*** Given data ***
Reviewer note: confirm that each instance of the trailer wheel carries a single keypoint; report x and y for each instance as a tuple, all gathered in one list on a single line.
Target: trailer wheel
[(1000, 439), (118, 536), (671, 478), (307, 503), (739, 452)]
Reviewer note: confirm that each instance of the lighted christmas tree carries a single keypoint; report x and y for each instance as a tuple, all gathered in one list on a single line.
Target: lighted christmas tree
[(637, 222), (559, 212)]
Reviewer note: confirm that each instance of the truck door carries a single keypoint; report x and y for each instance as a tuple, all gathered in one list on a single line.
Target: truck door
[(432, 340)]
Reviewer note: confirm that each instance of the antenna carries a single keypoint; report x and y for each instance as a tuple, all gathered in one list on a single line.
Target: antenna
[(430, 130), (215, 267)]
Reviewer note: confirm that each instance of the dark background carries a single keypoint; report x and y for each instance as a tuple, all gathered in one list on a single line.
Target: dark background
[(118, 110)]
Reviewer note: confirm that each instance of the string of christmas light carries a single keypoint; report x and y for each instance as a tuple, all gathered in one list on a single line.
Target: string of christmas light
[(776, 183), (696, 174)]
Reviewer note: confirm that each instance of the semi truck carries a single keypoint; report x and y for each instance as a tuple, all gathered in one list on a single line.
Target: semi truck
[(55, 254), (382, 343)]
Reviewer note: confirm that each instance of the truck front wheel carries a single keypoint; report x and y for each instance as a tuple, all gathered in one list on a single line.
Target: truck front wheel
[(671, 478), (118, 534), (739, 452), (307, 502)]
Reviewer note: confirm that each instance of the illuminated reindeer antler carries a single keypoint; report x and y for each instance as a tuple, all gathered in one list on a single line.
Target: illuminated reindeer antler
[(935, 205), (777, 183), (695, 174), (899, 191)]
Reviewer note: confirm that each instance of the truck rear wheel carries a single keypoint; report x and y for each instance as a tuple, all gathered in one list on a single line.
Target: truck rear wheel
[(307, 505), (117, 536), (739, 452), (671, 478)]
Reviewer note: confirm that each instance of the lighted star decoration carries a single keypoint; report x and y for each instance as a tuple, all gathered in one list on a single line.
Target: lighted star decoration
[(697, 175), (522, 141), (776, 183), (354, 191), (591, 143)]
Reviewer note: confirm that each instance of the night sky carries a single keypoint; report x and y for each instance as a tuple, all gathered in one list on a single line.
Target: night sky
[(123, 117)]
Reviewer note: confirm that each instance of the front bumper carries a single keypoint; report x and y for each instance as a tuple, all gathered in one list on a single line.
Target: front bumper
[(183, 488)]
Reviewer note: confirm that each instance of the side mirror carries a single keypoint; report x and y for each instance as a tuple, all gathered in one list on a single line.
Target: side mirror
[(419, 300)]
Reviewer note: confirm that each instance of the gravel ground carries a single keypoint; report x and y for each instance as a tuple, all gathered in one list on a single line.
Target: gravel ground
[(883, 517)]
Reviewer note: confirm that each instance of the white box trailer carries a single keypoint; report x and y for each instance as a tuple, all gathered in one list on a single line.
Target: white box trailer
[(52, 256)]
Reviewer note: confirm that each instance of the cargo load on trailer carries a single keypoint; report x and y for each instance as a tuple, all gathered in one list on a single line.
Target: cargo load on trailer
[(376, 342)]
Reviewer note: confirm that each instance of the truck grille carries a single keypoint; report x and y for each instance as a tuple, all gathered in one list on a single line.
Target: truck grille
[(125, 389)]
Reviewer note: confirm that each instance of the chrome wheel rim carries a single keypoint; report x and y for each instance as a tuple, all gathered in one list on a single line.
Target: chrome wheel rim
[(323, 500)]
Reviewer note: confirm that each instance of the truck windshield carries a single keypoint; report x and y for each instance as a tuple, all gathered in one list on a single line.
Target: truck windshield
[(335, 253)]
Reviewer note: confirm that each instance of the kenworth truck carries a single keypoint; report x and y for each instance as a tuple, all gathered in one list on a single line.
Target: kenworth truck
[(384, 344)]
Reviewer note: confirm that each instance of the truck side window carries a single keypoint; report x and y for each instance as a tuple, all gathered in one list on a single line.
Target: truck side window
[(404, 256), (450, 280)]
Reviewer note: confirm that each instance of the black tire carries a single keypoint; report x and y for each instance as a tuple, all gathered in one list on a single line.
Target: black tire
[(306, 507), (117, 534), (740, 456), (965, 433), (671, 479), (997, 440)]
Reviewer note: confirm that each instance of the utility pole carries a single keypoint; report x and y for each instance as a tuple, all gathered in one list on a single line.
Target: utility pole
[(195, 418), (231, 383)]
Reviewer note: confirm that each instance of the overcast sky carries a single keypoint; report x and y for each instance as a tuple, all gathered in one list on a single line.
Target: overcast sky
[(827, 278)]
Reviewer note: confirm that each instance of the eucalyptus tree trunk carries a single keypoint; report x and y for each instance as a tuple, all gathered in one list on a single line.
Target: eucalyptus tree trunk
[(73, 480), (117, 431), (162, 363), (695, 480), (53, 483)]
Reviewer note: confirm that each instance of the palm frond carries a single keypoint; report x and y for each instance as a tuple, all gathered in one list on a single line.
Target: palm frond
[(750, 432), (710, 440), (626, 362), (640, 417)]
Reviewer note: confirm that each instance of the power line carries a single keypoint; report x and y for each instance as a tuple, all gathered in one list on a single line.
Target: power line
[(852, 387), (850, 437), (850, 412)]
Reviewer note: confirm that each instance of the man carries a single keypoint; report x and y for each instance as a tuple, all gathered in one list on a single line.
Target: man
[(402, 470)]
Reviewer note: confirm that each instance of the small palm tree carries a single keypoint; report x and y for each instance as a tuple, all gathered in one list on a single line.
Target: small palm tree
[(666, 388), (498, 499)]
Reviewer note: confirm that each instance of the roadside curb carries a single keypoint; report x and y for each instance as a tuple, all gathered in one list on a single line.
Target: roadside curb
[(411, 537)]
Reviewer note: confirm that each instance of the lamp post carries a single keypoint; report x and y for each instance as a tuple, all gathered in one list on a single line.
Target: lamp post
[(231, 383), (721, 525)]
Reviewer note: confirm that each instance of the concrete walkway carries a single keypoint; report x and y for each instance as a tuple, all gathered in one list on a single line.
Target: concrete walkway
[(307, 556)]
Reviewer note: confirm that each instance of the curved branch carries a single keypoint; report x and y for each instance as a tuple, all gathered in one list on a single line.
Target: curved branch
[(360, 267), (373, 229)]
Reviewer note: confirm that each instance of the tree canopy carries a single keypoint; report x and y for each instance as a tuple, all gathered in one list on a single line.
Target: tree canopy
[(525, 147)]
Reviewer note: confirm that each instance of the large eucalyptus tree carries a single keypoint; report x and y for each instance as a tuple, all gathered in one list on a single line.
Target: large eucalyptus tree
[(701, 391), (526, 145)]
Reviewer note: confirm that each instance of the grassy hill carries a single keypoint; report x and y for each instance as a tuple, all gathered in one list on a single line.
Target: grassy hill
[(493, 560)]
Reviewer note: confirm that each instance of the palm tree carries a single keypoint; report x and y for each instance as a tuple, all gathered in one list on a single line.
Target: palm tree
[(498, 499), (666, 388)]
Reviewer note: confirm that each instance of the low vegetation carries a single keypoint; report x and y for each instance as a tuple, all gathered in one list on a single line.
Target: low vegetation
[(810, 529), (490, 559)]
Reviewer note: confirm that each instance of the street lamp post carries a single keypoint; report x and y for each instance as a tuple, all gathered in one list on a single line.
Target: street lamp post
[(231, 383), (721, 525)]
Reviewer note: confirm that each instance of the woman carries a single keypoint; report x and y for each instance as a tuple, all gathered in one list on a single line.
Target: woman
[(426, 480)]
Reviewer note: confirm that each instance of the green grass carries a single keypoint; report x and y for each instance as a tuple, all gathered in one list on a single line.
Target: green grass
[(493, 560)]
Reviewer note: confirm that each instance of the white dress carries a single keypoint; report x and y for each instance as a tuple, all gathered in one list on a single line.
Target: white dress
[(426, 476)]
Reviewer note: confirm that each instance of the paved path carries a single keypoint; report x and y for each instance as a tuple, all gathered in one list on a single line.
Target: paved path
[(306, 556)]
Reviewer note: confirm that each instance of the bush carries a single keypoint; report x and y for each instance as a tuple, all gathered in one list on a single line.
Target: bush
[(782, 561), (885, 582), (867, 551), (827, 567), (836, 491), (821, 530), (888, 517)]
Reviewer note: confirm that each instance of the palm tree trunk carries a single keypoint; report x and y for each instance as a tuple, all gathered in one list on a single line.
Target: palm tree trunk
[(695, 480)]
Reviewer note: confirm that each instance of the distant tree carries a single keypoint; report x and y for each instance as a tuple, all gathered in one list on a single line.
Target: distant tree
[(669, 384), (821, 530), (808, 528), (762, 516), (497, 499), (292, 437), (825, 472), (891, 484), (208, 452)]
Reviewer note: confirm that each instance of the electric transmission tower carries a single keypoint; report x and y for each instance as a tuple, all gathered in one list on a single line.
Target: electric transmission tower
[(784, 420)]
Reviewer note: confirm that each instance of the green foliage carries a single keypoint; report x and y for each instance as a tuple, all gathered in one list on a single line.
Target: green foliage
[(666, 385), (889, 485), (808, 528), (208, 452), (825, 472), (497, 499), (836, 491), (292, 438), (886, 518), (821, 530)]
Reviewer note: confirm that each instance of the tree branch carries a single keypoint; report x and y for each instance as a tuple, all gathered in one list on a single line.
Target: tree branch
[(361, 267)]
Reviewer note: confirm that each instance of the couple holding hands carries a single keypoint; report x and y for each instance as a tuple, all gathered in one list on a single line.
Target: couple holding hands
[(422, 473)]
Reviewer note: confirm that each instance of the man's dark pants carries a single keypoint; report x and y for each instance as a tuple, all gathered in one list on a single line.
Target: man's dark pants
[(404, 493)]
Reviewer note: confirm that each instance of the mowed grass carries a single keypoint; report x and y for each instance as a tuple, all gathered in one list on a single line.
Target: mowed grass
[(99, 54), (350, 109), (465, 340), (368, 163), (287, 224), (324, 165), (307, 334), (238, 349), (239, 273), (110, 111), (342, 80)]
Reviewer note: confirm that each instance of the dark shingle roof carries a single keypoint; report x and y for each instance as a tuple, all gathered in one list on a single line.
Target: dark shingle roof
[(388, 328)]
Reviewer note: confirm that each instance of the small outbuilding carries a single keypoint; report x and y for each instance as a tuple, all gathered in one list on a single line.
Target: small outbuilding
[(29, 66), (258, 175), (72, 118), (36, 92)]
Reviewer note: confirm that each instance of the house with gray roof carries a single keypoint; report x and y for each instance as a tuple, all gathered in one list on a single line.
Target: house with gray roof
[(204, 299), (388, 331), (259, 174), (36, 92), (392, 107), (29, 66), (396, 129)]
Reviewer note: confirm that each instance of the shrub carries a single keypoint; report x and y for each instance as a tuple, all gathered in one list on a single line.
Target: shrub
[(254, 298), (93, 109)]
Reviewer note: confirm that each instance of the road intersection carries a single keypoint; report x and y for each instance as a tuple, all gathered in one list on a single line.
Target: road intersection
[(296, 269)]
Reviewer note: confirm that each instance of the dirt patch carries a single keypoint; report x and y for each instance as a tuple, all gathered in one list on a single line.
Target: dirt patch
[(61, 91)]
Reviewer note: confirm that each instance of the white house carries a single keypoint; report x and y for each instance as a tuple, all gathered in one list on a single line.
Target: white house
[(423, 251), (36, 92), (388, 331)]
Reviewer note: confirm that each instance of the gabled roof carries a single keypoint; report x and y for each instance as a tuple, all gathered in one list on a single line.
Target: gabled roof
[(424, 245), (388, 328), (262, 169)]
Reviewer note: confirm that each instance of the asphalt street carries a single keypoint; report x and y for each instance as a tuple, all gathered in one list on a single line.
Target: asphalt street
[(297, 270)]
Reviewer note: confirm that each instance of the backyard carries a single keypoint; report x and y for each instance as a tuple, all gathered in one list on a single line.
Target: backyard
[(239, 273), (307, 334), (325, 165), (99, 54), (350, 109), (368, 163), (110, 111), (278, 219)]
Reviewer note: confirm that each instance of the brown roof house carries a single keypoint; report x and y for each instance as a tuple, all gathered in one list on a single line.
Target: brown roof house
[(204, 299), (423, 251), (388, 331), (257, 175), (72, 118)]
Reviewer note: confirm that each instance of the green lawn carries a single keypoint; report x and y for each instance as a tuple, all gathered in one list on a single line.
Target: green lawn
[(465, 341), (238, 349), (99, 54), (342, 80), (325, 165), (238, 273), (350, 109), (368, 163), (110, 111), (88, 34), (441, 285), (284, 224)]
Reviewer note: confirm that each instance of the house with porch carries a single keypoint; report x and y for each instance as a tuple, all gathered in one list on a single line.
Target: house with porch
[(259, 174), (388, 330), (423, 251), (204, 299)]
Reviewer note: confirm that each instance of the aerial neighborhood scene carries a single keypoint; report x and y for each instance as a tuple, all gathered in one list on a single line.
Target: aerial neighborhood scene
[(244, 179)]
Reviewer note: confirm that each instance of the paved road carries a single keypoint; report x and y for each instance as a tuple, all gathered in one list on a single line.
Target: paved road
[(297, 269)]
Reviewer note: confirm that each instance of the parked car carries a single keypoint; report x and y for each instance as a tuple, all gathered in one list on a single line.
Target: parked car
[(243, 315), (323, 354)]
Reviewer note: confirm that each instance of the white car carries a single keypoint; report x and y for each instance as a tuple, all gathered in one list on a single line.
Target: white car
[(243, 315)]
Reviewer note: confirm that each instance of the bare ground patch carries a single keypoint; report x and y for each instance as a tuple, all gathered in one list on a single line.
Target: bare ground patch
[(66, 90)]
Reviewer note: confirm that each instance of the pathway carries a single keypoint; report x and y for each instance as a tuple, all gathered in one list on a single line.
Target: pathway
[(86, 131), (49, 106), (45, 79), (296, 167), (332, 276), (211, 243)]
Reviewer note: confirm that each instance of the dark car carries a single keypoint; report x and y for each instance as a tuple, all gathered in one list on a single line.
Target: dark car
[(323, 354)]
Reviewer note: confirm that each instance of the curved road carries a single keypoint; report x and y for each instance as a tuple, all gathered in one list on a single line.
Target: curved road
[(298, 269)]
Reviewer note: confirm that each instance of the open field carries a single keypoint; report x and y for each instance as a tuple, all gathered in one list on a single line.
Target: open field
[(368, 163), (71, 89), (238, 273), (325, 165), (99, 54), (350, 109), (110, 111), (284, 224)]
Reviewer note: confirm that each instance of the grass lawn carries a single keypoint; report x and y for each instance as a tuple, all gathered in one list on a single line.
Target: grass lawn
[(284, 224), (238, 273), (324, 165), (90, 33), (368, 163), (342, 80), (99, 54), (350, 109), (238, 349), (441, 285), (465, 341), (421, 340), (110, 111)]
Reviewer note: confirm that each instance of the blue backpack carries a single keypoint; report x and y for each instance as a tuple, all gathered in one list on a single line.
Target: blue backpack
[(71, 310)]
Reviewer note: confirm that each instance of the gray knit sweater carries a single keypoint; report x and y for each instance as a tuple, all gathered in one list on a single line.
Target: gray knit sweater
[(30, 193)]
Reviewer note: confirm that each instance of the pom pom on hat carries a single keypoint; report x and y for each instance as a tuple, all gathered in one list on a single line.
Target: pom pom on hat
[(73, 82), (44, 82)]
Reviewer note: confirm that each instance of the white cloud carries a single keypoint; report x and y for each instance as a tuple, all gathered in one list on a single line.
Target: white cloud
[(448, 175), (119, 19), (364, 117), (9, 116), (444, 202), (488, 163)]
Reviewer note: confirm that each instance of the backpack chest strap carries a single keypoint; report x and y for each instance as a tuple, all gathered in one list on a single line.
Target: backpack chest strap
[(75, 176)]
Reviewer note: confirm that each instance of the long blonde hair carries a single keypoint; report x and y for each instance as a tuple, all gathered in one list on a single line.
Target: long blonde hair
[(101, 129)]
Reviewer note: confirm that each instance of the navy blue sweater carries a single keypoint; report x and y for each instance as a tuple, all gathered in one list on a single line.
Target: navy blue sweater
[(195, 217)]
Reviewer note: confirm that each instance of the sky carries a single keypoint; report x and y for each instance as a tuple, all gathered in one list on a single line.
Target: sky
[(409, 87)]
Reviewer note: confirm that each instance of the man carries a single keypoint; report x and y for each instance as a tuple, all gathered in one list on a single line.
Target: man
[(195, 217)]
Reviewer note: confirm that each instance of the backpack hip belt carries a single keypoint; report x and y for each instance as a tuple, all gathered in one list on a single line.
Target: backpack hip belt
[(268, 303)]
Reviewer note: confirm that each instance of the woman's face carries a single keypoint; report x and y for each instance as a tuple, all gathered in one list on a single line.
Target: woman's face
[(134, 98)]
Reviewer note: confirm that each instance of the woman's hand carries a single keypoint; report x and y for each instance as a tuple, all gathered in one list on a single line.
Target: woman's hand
***
→ Written problem
Rewrite the entries above as a Markdown table with two columns, Row and Text, from the line with "Reviewer note: confirm that each instance of the truck side" up to and including the line with "[(404, 256), (450, 280)]". Number each line in Row, put the line itself in Text, and leave out blank lines.

→ The reply
| Row | Text |
|---|---|
| 1 | Reviewer note: confirm that each instance of the truck side window carries a single keypoint; report x and y for each instance as a tuple, all gathered in one list on a single line. |
| 2 | Target: truck side window |
| 3 | [(404, 256), (450, 280)] |